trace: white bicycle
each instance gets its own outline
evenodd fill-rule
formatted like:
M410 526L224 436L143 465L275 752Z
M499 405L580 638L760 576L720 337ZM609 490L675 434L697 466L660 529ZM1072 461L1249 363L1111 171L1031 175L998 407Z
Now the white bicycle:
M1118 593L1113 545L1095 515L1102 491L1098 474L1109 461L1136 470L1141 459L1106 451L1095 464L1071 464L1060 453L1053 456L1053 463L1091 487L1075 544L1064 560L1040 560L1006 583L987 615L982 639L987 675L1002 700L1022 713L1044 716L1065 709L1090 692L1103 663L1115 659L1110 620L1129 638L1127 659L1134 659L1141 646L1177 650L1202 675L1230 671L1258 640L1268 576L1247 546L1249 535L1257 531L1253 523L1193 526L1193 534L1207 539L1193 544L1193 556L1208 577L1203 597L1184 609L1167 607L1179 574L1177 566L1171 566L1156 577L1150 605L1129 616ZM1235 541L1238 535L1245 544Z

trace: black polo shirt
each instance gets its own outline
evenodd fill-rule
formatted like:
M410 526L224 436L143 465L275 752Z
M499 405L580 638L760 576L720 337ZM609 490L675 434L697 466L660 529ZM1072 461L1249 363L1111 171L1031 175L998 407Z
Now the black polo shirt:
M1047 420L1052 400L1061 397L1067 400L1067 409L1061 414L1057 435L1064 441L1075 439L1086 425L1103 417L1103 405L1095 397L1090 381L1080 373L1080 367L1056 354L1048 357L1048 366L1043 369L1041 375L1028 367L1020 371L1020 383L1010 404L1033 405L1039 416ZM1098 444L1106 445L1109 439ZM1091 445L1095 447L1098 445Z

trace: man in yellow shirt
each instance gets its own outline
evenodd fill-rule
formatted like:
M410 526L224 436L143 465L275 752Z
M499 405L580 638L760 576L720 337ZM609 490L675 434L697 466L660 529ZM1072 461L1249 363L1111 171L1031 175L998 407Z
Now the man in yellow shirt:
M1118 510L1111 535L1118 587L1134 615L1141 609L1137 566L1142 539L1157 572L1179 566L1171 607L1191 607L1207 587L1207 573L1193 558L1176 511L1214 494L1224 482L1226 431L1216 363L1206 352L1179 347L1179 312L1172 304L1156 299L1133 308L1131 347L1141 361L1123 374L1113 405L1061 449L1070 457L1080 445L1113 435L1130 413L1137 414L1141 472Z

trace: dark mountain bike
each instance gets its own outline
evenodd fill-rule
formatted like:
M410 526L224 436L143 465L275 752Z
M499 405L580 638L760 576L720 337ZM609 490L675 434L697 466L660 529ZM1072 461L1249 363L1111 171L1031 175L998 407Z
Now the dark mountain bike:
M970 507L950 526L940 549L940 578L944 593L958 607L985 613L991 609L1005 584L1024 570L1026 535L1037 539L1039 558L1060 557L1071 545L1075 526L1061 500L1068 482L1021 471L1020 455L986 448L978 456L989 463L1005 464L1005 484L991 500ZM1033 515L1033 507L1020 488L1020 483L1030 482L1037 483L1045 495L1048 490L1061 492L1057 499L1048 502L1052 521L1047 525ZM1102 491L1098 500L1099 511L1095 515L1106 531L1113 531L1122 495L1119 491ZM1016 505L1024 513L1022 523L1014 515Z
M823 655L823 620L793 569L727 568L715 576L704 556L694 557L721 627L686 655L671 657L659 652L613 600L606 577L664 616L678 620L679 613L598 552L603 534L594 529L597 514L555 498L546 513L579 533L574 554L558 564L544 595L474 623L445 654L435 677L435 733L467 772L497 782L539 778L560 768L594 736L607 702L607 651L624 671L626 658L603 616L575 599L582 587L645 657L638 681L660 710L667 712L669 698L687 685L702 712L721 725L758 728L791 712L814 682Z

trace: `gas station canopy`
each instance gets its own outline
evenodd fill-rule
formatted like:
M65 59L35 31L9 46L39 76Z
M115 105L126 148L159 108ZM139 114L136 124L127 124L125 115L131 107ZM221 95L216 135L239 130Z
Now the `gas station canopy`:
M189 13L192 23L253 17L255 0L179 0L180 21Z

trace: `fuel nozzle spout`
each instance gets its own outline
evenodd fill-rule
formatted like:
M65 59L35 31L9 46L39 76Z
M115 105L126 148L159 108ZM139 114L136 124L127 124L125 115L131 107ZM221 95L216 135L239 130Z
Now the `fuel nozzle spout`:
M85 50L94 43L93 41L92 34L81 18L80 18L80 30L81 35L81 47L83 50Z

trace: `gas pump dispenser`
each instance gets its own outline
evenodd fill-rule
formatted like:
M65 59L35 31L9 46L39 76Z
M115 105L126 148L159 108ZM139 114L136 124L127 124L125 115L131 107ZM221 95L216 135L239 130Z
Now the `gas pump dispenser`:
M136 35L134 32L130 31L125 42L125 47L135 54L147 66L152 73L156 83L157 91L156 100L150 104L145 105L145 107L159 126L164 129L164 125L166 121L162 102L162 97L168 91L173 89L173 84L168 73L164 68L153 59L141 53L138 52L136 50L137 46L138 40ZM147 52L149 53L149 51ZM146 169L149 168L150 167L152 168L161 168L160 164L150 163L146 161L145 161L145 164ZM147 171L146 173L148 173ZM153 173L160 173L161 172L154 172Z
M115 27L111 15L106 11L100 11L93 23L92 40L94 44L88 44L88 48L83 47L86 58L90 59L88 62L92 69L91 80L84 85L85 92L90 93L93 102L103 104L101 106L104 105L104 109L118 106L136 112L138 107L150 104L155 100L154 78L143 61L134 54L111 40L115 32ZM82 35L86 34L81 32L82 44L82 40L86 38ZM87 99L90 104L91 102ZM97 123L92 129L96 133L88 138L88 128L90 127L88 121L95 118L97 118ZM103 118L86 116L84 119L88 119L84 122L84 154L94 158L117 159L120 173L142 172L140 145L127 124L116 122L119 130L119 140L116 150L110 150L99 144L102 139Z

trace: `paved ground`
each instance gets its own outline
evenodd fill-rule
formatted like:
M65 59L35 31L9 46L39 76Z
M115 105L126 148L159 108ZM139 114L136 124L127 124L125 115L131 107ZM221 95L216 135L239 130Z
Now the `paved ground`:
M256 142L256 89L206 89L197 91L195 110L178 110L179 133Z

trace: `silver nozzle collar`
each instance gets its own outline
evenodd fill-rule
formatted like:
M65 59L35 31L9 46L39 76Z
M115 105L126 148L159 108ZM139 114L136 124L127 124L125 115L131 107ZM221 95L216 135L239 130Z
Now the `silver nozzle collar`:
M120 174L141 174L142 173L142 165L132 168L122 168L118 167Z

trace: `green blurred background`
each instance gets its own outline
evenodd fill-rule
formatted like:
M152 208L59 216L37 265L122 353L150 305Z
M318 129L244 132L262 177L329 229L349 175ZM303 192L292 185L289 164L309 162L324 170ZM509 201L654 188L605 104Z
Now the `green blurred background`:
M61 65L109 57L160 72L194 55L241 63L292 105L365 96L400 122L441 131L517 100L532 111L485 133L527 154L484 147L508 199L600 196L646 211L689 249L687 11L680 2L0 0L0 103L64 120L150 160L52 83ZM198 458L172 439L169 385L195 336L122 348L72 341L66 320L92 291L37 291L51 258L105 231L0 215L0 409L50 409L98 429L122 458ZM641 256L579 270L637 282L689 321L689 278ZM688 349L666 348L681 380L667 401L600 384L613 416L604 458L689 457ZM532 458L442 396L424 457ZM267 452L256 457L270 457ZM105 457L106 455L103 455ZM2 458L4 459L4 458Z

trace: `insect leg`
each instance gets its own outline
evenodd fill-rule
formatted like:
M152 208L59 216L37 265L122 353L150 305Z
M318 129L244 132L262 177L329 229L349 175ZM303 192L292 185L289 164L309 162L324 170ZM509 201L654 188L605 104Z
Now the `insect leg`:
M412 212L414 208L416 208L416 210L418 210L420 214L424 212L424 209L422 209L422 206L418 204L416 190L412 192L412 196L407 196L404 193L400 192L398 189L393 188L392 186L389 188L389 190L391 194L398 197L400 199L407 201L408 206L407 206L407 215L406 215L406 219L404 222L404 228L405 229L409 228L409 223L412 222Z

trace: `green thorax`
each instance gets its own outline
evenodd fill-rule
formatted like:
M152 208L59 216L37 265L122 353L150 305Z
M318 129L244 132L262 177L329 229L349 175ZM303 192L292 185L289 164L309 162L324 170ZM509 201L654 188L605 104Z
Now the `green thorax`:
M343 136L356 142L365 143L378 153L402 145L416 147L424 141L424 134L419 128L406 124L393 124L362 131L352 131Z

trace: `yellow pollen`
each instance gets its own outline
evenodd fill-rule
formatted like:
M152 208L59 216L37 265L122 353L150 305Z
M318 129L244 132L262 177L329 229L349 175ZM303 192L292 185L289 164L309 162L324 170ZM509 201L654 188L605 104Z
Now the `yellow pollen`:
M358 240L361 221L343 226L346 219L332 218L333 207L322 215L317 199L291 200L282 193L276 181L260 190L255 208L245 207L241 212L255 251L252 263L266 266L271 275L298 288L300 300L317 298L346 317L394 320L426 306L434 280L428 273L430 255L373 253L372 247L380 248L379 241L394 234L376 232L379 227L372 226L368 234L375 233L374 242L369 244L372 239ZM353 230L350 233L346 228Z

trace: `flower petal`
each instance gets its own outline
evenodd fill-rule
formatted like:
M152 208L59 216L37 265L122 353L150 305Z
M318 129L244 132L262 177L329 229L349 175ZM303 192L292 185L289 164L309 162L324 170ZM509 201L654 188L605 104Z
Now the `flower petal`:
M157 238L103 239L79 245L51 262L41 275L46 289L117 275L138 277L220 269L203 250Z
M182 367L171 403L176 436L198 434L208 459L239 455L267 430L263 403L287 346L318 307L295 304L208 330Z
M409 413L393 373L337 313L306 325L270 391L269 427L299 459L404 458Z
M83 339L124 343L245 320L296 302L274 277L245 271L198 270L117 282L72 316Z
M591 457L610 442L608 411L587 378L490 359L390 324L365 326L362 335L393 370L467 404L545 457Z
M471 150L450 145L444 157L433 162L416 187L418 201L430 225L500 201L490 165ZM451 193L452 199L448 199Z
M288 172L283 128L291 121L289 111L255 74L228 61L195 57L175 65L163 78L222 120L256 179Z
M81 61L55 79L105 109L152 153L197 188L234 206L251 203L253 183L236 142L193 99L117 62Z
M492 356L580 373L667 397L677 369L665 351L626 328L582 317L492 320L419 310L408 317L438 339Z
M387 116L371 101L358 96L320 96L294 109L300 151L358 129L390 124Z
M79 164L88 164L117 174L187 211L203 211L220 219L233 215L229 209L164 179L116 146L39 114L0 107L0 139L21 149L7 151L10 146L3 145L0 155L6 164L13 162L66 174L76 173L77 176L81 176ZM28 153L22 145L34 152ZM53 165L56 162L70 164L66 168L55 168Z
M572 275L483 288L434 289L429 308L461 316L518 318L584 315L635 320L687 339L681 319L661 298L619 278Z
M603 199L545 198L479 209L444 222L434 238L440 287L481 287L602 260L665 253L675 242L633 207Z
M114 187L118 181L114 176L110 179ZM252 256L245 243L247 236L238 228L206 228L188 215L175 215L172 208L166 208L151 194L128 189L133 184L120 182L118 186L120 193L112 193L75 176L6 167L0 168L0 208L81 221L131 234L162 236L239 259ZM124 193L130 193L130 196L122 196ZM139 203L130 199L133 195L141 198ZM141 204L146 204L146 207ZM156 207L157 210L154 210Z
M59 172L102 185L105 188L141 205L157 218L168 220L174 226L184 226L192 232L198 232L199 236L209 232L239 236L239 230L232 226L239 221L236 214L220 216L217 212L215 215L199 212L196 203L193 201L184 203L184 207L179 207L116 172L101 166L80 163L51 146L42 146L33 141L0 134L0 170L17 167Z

--- Problem description ---
Transcribe without alteration the part of the records that opens with the line containing "trace: dark mountain bike" and closes with the line containing "M823 655L823 620L793", including both of those lines.

--- Response for this exercise ---
trace: dark mountain bike
each instance gets its own outline
evenodd fill-rule
formatted like:
M410 526L224 436L143 465L275 752Z
M499 405L580 638L760 576L720 337ZM609 490L675 434L697 466L660 529ZM1072 461L1249 363L1111 171L1031 175L998 407Z
Now the dark mountain bike:
M970 507L950 526L940 549L940 578L944 593L958 607L985 613L991 609L1005 584L1024 570L1026 535L1037 539L1039 558L1060 557L1071 545L1075 526L1061 500L1068 482L1021 471L1020 455L986 448L978 456L989 463L1005 464L1005 484L991 500ZM1033 515L1033 507L1020 488L1020 483L1030 482L1037 483L1045 495L1048 490L1061 492L1057 499L1048 502L1052 521L1047 525ZM1102 491L1098 500L1099 511L1095 515L1106 531L1113 531L1122 495L1119 491ZM1016 505L1024 513L1022 523L1014 515Z
M823 655L823 620L793 569L727 568L715 576L704 556L694 557L721 627L686 655L671 657L659 652L613 600L606 577L664 616L678 620L679 613L598 552L603 534L594 529L597 514L555 498L546 513L579 533L574 554L558 564L544 595L474 623L445 654L435 677L435 733L467 772L497 782L539 778L560 768L594 736L607 702L607 651L624 671L626 658L603 616L575 599L582 587L645 657L638 681L660 710L667 712L669 698L687 685L702 712L721 725L758 728L791 712L814 682Z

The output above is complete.